● **Selection**:
start
And ... XP Well, it just seemed like the right time for Vegeta to finally get some nerve, and just fuck the girl. I hope that next to last part was PG-13 enough. I tried to make it as indistinct as possible, but ended up doing a few little highlights of the even anyway. I mean ... this just isn't supposed to focus on the sex, I guess. Suffice it to say that it's happened now, and will probably happen a lot between them from here on in, but it's either not mentioned, or some conversations or actions of theirs lead to it, but it won't be detailed on anymore.

Anyway, there won't be an update to this story for a longo time - like a week. XP

I'm off to California for all them big rides and Disneyland, so I won't be doing any writing at all except maybe on the plane rides.

From FanFiction:

hey kitty: ... Muh? First of all, it's 'Alastair.' Secondly, no, I didn't really mention the other Z-senshi a lot before, but why does that really matter? Unless you're wondering about their sudden appearance at Capsule Corp. when Vegeta and Gokuu got a tad bit drunk - which was explained in this chapter. And ... well, now you know that they've been crushing on her for quite a while. Am I supposed to explain and reveal everything that's going on at once?

Malimillions: ^^ Actually, I don't mind swearing - hell, I do it constantly (I'm going to get in trouble at Disneyland, I think) - just wondering if it was a good thing in that review. Anyway, nope, she's not. XP She was rather freaked out by him in fact. Oh, and that conversation in the barrel-tub was actually part of an RP I did with a friend. I found it so ridiculously funny, I had to use it again. And do you think I made them other boyos too ... I don't know, pissy? Just a little hard to tell how I'm doing with them. Thanks for another review!

Karen: Yay! Another review from you! I hope that you enjoy this chapter too!
end
● **Problem**:
Set down the passage from the author's note word for word, starting with "Anyway, there won't" and going on through "the plane rides.". The listing is not needed for this work.

● **Data section**:
start
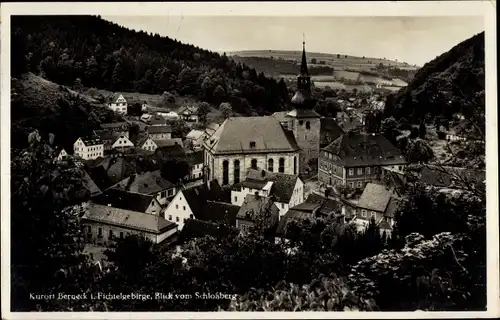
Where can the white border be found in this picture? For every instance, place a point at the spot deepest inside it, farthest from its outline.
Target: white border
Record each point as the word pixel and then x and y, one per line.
pixel 393 8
end
● **Output for this exercise**:
Anyway, there won't be an update to this story for a longo time - like a week. XP

I'm off to California for all them big rides and Disneyland, so I won't be doing any writing at all except maybe on the plane rides.